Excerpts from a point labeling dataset
◇ ◇ ◇ ◇ ◇

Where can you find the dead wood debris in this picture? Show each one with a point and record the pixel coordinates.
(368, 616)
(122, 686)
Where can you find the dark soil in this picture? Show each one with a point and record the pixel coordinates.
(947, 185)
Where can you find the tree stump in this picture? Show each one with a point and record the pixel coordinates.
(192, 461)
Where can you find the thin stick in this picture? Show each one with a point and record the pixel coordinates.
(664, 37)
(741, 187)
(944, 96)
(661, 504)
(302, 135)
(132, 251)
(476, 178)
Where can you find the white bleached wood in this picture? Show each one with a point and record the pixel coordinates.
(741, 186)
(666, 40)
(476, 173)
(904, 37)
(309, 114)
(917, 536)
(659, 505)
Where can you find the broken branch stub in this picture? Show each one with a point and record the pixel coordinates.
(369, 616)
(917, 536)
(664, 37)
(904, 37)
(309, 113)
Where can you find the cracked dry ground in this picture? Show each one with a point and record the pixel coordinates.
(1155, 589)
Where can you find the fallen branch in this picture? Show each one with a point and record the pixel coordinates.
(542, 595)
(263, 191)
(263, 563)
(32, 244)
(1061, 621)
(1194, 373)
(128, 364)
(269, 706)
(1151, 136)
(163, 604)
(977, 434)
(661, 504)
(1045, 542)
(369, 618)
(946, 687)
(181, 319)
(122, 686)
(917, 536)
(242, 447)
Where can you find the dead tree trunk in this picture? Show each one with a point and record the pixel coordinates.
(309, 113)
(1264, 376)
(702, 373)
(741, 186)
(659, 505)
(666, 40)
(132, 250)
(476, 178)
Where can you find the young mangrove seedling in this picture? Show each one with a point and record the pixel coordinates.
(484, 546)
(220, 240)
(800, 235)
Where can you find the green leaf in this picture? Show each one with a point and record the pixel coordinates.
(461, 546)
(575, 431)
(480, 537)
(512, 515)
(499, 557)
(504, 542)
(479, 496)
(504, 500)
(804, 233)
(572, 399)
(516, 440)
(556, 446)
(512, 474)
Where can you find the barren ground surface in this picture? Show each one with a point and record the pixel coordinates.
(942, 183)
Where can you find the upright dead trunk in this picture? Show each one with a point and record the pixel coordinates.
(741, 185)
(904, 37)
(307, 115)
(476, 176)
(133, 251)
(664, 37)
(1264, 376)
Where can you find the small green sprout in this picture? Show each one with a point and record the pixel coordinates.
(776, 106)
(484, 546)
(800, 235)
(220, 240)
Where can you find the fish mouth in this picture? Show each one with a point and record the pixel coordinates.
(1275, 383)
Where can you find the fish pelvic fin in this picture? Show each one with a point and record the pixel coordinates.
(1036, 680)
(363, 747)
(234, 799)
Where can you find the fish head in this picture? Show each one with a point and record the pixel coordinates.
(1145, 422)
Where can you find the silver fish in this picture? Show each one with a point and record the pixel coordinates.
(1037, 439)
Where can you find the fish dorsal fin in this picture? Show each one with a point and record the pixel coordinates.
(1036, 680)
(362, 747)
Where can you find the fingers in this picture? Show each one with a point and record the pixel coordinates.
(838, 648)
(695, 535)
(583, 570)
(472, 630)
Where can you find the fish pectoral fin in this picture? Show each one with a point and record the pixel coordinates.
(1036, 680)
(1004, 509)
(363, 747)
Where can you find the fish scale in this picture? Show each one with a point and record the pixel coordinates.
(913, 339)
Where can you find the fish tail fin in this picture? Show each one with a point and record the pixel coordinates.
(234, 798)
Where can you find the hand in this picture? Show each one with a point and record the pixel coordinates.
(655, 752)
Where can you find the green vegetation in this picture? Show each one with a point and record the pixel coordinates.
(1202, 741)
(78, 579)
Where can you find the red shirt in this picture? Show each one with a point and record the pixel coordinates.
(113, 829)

◇ ◇ ◇ ◇ ◇

• **TASK DESCRIPTION**:
Reproduce every one of the items above, word for word and line for line.

• **SOLUTION FOR THIS EXERCISE**:
Where can you find the dead wood debris in this picture? Show each one with a point and record the pixel coordinates.
(368, 616)
(122, 686)
Where can you find the dark soil in this picture? Show each one with a point and record the pixel coordinates.
(947, 185)
Where can you find the tree stump in this picture? Show each one with a point and record the pixel coordinates.
(192, 461)
Where can you find the thin stick in this picture? Show each one with a point and record the pixel coordinates.
(664, 37)
(741, 187)
(944, 96)
(661, 504)
(302, 135)
(132, 251)
(476, 178)
Where can you find the white bleached wood in this picture? Show each one with a point and record the pixel coordinates.
(741, 186)
(666, 40)
(476, 173)
(904, 37)
(309, 114)
(917, 536)
(659, 505)
Where can you find the broken branch stub in this picture? Show each one with a point and record the pixel coordinates.
(369, 616)
(917, 536)
(664, 37)
(904, 37)
(309, 113)
Where can you find the cracked dry ground in this picture? Show each one with a point and record the pixel coordinates.
(1155, 589)
Where can you find the fallen branch in this picture? Show each one with a point and record the pixel coordinates.
(542, 595)
(263, 191)
(263, 563)
(32, 244)
(1061, 621)
(1194, 373)
(128, 364)
(269, 706)
(1151, 136)
(163, 604)
(977, 434)
(661, 504)
(1045, 542)
(369, 618)
(946, 687)
(181, 319)
(122, 686)
(917, 536)
(242, 447)
Where can you find the dead tree trunk in this picture? Show each one with a point and record the pixel coordinates.
(309, 113)
(1264, 376)
(702, 373)
(741, 186)
(659, 505)
(666, 40)
(132, 250)
(476, 178)
Where can you find the young mangrove seedling in this picture? Show each one with a point and record the pixel coordinates.
(484, 546)
(220, 240)
(800, 235)
Where can you find the green leaf in this picture? Show each one with a point and record the pixel coordinates.
(461, 546)
(575, 431)
(480, 537)
(512, 515)
(499, 557)
(504, 542)
(479, 496)
(504, 500)
(804, 233)
(572, 399)
(516, 440)
(556, 446)
(512, 474)
Where can you find the barren ground surface in this picture? Show each one with a point and record the pixel coordinates.
(942, 183)
Where can you find the upright dead trunk in this picture? Show each one with a point and record the pixel coordinates.
(741, 185)
(904, 37)
(307, 115)
(476, 176)
(133, 251)
(664, 37)
(1264, 376)
Where can you find the small green sprout in this picture? Show each one with a point and record the pixel coordinates.
(776, 106)
(484, 546)
(800, 235)
(220, 240)
Where can you find the fish mouth in this picture? Show each one with a point and record the pixel coordinates.
(1275, 383)
Where can you find the fish pelvic fin in this picture? Show each one with a point and record the pixel coordinates.
(1036, 680)
(363, 747)
(234, 799)
Where can you find the fish head in this picture? Show each one with a point and record the pixel coordinates.
(1145, 422)
Where can you find the silver fish in this picture? Show each one with a point and record the pixel coordinates.
(1037, 439)
Where can you find the fish dorsal fin in this picture? Show each one with a point and record the pixel coordinates.
(1036, 680)
(362, 747)
Where can you find the fingers in this picture? Show each one with a point and record the pixel coordinates.
(838, 648)
(695, 535)
(583, 570)
(472, 630)
Where can you find the fish pectoral fin in this picture? Show each one with a point and record the pixel coordinates.
(1036, 680)
(1004, 509)
(363, 747)
Where can you find the fish scale in this picture? Show each one with a point and record the pixel coordinates.
(913, 339)
Where can you find the fish tail fin in this picture? Show each one with a point and record the pixel coordinates.
(234, 798)
Where can you find the hand in this picture? Show each one with a point and record the pixel coordinates.
(655, 752)
Where can you find the green vegetation in this picture? Show each one with a point and record the pixel coordinates.
(1202, 741)
(78, 579)
Where can you find the red shirt in this picture? Show each one with a point and record the pixel coordinates.
(113, 829)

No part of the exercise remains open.